REQUIRED ACTION: This exercise asks for a copy of each line in the records below with the word "face" in it.

··· ENTRIES SHOWN

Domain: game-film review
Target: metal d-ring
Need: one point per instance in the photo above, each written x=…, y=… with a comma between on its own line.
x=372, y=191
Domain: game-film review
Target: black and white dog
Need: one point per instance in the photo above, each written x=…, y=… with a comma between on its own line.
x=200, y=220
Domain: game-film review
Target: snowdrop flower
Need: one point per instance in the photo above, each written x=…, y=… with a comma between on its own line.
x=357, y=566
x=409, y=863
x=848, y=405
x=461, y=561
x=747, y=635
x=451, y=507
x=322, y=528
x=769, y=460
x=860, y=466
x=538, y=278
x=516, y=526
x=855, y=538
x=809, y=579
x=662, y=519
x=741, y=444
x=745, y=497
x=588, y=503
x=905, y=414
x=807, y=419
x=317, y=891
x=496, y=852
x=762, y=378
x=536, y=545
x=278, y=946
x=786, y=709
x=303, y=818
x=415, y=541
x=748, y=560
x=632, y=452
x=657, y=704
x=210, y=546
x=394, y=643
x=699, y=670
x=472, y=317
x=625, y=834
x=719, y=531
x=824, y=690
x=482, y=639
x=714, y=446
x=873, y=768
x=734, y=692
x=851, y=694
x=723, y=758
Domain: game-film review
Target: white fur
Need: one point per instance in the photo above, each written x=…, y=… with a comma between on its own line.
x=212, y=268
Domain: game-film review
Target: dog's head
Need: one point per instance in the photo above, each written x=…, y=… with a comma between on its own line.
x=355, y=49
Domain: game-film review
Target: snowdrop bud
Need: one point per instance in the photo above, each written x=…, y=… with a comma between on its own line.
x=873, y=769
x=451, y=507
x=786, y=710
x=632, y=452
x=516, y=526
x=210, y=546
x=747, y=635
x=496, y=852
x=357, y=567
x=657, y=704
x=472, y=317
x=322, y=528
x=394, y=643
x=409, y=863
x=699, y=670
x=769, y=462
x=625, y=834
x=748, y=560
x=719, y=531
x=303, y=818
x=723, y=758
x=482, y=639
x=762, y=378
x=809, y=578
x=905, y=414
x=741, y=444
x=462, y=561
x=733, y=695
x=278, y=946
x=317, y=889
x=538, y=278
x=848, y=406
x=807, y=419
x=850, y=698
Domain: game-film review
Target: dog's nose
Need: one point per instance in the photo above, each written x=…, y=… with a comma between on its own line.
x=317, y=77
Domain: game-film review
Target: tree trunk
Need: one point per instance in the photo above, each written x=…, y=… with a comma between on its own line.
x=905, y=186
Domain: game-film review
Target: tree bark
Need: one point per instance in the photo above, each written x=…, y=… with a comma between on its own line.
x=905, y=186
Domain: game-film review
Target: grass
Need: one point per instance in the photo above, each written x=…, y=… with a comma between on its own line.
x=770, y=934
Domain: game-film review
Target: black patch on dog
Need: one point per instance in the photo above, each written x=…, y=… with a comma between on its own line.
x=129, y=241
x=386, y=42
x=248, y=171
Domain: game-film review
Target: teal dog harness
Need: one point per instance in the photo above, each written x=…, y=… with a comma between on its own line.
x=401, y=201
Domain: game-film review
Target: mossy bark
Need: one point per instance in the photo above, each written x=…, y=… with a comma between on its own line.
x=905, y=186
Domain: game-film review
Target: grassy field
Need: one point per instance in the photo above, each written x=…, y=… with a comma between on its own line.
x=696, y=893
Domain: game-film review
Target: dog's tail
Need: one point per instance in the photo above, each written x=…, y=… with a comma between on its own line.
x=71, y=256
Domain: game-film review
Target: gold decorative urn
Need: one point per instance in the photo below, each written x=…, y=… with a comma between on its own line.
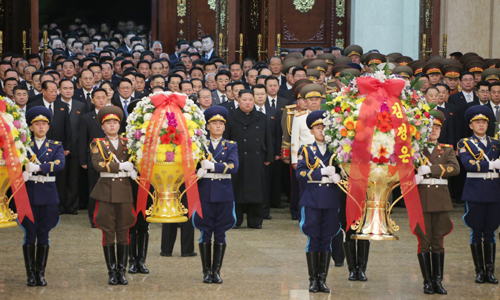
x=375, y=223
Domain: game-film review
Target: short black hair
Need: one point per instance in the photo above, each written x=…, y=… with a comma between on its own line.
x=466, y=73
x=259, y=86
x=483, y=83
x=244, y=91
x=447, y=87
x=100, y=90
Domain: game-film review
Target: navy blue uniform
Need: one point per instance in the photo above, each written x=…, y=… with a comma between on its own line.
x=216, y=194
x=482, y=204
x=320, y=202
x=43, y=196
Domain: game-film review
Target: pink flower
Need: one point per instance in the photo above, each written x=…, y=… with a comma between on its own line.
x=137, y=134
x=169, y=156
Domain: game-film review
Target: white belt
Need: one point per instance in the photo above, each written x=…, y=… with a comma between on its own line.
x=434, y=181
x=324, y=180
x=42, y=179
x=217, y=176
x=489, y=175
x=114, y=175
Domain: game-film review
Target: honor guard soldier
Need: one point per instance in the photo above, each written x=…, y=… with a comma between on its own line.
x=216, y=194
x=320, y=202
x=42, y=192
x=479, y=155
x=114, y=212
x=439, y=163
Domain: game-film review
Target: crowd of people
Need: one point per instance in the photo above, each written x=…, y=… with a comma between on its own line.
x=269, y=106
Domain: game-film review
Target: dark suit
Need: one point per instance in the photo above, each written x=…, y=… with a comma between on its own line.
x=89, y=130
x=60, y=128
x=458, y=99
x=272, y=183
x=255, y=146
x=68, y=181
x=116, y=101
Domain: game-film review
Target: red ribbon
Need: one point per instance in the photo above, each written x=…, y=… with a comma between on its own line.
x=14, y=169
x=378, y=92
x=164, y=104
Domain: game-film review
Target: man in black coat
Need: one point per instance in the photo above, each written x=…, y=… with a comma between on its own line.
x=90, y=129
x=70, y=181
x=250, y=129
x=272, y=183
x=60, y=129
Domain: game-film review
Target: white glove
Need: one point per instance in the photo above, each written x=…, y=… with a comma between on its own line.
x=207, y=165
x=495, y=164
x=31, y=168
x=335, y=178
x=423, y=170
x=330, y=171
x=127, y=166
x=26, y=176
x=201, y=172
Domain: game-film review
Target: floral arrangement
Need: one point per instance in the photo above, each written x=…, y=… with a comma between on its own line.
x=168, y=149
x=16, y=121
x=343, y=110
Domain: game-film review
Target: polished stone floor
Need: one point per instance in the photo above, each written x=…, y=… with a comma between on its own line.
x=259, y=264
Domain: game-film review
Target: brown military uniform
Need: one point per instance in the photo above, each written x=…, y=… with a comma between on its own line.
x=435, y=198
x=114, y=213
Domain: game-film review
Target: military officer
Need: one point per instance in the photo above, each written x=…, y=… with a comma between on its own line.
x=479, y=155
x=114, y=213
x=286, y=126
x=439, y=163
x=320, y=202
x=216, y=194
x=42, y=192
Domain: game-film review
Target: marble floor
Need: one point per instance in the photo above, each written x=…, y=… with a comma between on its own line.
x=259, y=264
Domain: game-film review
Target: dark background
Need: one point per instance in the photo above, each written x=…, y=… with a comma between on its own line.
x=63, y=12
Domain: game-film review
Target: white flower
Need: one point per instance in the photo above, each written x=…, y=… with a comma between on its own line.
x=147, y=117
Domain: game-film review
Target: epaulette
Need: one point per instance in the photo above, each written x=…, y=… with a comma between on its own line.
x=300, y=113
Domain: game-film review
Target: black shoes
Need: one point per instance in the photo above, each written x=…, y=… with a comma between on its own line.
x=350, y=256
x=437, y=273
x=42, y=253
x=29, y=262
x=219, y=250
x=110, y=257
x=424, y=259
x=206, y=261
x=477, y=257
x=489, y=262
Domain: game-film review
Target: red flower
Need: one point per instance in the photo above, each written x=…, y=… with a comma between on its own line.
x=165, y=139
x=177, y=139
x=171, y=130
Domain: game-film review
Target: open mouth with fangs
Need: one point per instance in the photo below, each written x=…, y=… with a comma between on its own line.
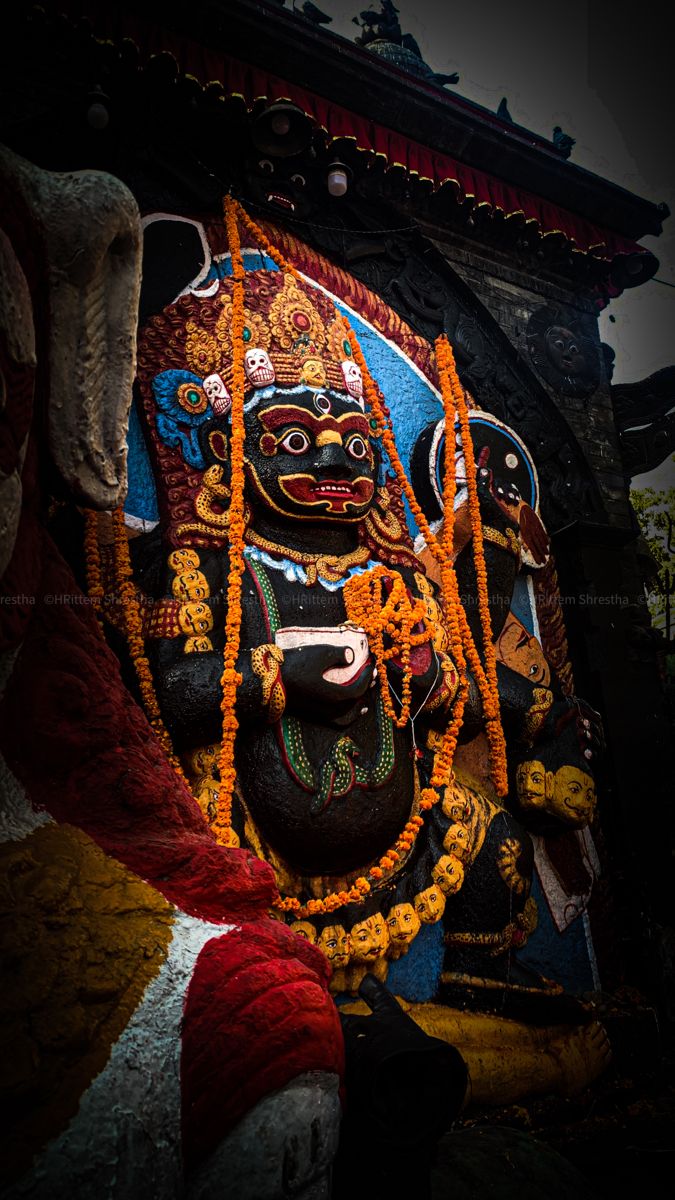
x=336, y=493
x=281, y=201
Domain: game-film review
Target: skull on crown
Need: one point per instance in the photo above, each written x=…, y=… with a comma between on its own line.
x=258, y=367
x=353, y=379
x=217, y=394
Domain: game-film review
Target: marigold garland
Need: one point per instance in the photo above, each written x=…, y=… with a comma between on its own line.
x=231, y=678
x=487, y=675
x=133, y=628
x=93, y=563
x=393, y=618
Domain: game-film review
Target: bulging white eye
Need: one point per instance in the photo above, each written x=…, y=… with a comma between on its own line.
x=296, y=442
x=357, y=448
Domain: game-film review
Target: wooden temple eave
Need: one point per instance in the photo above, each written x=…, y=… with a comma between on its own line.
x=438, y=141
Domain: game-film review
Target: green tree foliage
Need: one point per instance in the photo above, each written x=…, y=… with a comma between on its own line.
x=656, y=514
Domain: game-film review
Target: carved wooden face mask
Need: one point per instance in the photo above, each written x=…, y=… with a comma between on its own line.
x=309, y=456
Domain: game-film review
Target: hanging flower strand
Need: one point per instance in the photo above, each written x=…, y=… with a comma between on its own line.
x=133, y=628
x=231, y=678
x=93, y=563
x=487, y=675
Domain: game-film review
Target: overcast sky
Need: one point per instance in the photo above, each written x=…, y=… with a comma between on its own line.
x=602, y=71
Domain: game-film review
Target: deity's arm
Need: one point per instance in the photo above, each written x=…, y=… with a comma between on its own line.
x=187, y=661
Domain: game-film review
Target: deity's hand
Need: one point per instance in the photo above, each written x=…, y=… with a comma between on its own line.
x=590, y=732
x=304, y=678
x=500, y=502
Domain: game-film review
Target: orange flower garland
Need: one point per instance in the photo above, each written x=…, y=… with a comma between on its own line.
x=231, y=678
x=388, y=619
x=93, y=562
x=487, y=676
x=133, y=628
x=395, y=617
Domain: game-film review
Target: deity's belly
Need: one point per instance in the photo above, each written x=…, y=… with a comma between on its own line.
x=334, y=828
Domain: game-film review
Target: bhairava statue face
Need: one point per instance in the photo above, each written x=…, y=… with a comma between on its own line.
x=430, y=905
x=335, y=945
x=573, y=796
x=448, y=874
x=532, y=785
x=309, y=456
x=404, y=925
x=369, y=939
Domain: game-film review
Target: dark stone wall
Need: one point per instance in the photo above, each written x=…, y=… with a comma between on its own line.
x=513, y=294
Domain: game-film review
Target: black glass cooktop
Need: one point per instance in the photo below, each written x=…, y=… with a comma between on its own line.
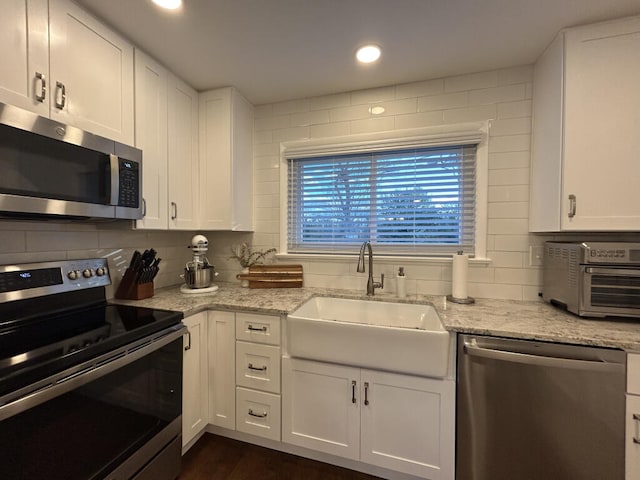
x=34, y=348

······
··· ENTRIES SHOWN

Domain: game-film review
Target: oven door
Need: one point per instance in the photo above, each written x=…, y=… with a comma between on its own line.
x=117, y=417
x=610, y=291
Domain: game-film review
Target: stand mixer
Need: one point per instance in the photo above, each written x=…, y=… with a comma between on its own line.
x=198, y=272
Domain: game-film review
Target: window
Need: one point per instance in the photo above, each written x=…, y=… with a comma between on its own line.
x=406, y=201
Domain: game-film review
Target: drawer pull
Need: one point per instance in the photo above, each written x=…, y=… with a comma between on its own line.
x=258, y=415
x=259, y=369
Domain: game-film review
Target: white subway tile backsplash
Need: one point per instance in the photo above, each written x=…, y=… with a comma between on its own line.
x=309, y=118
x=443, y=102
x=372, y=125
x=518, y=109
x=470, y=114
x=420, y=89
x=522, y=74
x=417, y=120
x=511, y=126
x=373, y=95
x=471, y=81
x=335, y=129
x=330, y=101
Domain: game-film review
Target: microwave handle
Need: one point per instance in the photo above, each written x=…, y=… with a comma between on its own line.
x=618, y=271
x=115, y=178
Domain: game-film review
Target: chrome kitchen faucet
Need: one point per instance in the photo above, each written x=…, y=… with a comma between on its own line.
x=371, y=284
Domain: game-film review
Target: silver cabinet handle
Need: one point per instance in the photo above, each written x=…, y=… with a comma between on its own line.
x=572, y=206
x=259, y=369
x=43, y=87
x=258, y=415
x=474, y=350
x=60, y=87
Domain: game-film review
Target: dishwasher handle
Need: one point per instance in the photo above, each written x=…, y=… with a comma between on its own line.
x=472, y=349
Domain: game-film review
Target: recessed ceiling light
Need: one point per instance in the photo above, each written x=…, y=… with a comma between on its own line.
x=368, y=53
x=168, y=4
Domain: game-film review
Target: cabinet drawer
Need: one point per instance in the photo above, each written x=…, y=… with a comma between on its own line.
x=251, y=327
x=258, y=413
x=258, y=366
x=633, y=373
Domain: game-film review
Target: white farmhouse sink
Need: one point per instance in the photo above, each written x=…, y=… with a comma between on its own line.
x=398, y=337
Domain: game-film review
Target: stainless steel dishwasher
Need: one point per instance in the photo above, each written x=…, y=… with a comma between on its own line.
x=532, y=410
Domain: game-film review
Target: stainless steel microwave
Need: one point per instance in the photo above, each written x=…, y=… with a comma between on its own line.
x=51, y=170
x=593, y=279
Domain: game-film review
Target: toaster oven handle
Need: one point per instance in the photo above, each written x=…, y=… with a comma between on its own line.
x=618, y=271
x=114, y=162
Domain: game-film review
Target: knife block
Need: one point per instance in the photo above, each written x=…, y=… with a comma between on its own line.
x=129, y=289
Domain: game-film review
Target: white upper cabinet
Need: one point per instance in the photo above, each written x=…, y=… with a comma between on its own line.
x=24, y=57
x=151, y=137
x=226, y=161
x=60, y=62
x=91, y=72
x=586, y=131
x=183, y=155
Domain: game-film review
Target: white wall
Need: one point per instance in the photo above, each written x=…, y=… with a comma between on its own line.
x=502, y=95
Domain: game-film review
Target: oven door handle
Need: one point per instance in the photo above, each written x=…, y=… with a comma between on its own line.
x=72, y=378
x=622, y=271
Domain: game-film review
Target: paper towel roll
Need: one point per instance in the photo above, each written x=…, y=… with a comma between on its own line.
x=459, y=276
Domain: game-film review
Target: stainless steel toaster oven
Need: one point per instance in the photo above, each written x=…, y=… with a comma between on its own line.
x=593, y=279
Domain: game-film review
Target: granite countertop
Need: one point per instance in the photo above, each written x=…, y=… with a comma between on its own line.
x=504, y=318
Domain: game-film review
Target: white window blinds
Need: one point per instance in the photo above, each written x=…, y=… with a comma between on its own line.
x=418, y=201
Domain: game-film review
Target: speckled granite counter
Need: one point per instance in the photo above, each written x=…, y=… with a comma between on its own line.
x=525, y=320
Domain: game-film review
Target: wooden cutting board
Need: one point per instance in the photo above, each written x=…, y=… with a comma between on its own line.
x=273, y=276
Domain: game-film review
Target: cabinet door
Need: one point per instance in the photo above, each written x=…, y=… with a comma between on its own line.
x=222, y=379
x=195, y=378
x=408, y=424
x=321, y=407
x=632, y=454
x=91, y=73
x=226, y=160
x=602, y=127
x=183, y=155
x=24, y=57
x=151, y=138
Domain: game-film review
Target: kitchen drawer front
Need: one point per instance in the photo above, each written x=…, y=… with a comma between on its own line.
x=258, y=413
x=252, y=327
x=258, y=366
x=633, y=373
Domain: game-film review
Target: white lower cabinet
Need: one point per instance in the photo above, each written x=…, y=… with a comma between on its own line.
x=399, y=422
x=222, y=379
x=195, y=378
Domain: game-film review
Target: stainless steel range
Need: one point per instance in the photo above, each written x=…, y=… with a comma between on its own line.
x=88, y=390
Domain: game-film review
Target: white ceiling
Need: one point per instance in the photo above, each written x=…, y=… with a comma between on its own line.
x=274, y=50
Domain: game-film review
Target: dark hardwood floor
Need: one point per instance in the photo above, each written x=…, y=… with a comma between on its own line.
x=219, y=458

······

YOUR RESPONSE:
Target: carved wooden face mask
Target: bhairava statue face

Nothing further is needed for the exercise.